§ **Exercise directions**: List every line of the records that contains the string "beach", treating uppercase and lowercase as different.

_ _ _

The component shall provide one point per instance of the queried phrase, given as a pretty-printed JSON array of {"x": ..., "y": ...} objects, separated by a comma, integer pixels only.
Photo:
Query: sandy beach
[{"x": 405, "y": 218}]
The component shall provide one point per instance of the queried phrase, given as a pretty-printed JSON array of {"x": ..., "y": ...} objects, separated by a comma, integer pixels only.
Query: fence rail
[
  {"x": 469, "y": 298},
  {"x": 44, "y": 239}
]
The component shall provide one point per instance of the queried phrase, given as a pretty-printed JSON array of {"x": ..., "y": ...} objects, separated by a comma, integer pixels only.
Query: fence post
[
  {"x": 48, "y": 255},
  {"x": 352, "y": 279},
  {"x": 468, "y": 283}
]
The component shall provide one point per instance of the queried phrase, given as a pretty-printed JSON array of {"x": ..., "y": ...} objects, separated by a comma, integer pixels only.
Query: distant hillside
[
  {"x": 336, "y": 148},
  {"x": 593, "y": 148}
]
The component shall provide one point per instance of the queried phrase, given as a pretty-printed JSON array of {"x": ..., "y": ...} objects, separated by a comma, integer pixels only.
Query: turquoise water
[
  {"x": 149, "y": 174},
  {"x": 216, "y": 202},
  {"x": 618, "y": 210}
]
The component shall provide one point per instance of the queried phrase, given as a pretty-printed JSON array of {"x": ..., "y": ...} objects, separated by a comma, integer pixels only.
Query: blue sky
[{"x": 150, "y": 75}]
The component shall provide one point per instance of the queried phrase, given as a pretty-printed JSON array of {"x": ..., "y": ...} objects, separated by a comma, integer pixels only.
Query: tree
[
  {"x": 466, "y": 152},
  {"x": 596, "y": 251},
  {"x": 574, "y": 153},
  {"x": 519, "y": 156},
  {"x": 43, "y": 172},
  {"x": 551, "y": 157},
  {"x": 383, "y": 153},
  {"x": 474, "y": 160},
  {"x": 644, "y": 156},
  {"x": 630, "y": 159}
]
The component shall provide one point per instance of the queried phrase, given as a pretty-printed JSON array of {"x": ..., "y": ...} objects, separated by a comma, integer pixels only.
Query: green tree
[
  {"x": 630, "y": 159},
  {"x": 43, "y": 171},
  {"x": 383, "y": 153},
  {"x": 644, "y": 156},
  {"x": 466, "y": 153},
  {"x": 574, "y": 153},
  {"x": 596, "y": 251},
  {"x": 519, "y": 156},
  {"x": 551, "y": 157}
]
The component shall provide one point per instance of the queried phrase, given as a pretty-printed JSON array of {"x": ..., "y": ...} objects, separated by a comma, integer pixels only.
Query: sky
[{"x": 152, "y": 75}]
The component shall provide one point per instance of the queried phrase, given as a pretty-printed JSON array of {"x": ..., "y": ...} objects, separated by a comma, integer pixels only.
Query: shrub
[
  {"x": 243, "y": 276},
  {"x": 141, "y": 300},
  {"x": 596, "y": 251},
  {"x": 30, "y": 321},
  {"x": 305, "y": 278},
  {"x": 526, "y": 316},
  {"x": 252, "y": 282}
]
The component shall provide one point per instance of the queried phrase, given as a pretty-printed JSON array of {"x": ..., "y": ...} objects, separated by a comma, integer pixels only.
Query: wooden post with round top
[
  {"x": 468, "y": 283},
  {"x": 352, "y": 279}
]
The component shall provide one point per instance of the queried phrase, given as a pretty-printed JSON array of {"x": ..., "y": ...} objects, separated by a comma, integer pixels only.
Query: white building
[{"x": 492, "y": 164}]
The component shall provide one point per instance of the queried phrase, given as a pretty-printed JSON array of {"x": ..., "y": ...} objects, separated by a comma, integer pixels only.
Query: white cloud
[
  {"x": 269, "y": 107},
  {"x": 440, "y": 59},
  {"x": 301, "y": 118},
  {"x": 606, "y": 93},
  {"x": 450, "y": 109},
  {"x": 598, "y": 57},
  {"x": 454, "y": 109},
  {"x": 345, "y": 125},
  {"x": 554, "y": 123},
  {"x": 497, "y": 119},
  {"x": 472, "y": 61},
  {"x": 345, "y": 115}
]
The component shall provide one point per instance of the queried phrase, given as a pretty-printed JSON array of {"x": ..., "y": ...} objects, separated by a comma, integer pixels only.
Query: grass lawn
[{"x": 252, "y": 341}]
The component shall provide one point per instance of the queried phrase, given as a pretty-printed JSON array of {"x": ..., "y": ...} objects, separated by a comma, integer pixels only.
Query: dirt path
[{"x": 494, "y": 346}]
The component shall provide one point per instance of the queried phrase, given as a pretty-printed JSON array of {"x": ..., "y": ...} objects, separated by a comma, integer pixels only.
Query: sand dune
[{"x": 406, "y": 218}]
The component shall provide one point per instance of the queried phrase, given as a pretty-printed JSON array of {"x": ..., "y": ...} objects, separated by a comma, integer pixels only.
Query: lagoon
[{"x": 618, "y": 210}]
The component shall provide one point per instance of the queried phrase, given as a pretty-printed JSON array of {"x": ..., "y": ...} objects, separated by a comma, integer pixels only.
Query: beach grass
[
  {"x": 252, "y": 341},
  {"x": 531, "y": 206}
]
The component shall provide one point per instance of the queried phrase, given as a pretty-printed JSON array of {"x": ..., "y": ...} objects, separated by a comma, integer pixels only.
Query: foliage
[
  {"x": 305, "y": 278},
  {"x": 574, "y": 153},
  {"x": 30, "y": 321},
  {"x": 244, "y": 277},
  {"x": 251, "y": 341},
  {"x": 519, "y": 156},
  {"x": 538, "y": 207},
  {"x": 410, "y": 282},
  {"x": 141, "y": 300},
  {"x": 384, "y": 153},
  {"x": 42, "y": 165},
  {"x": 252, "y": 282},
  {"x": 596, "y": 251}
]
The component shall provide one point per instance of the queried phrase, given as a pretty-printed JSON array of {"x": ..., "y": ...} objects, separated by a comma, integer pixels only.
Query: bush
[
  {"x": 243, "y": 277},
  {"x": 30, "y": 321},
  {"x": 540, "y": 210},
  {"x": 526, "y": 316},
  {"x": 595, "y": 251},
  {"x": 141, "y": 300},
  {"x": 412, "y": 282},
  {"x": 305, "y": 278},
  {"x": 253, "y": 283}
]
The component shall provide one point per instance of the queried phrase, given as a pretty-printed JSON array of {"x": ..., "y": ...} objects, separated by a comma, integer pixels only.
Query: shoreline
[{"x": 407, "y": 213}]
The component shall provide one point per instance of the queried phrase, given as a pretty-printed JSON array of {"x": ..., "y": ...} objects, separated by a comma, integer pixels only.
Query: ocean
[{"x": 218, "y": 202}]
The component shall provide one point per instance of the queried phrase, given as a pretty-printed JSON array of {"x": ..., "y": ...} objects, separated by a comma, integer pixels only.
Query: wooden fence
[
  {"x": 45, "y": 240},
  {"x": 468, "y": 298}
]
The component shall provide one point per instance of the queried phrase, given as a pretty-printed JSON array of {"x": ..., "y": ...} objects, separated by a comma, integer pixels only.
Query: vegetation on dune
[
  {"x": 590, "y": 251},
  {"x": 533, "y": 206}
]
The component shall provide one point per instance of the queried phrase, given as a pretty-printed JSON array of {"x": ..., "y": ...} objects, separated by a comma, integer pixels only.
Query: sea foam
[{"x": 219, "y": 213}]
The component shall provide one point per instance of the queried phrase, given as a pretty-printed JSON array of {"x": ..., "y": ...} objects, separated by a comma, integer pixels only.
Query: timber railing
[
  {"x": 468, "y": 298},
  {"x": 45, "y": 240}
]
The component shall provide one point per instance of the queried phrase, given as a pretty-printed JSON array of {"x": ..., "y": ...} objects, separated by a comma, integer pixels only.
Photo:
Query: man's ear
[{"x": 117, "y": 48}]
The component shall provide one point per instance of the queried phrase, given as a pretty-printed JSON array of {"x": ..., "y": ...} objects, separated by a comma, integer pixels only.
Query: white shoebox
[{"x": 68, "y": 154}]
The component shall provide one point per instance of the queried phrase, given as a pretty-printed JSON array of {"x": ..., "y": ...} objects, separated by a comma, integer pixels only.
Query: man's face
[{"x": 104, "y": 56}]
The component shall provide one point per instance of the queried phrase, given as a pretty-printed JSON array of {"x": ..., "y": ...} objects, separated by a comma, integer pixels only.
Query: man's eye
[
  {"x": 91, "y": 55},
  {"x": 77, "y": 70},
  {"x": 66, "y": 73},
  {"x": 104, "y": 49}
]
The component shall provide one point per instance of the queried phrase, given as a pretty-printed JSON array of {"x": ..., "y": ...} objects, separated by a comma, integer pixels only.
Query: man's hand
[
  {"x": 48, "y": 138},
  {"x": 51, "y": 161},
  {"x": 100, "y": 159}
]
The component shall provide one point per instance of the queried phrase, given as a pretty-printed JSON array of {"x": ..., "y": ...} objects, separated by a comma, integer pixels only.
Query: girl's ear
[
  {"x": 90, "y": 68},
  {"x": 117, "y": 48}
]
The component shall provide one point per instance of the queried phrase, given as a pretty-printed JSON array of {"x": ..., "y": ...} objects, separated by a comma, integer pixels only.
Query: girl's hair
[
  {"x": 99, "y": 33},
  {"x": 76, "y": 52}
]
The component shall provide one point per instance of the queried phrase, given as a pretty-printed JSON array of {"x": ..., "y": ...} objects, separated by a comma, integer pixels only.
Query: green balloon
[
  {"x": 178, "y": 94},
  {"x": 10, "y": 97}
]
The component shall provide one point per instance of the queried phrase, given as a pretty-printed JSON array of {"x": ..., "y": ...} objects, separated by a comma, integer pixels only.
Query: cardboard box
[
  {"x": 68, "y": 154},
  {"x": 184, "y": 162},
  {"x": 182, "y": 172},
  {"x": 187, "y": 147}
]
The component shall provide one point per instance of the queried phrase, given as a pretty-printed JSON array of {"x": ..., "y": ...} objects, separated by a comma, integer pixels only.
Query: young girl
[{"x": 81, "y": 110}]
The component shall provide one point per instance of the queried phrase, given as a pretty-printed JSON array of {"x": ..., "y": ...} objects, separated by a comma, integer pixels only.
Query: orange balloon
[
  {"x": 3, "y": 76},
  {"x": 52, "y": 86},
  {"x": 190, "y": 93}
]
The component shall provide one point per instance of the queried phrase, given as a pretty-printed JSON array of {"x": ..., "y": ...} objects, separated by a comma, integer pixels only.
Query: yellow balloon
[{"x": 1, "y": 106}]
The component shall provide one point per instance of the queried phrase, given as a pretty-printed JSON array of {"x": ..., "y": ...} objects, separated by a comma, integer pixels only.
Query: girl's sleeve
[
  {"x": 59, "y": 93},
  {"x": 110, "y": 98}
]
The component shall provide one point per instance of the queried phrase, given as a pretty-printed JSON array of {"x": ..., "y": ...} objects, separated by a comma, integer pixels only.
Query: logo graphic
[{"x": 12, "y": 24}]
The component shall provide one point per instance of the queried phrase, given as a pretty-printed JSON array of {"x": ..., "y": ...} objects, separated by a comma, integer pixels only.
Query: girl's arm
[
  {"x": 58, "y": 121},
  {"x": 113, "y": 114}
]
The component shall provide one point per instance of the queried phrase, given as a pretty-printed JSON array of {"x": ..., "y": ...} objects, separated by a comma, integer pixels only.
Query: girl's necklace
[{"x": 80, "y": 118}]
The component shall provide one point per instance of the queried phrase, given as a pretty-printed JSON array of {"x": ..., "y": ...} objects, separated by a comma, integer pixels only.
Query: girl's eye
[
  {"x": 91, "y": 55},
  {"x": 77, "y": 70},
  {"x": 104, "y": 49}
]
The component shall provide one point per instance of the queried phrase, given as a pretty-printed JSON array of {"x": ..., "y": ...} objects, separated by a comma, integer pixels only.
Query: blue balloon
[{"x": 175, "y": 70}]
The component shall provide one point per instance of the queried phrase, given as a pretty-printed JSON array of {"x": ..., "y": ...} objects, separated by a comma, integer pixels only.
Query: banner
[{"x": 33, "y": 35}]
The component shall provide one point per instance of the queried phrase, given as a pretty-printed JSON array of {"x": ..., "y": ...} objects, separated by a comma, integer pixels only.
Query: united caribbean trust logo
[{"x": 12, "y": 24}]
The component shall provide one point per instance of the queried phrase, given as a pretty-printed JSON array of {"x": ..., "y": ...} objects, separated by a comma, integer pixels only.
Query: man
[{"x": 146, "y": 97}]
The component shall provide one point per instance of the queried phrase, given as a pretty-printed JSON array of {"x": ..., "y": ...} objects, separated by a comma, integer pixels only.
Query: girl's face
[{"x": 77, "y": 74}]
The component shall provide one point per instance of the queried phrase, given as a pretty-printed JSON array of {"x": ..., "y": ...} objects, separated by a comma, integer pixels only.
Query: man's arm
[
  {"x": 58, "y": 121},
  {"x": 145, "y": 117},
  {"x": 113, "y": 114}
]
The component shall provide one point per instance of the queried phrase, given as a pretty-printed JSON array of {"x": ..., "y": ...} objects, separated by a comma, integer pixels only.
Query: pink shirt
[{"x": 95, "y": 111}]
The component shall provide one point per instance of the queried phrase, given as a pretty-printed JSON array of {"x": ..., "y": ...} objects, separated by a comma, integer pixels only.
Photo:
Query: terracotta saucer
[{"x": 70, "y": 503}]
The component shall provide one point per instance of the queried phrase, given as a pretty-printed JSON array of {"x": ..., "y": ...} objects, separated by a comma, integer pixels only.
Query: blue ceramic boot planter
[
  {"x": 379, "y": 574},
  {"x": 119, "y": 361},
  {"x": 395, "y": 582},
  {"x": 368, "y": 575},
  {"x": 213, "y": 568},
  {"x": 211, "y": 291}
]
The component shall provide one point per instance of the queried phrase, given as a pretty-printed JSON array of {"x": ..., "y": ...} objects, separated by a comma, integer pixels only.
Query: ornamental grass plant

_ _ _

§ **Written answer**:
Query: sandy beach
Query: beach grass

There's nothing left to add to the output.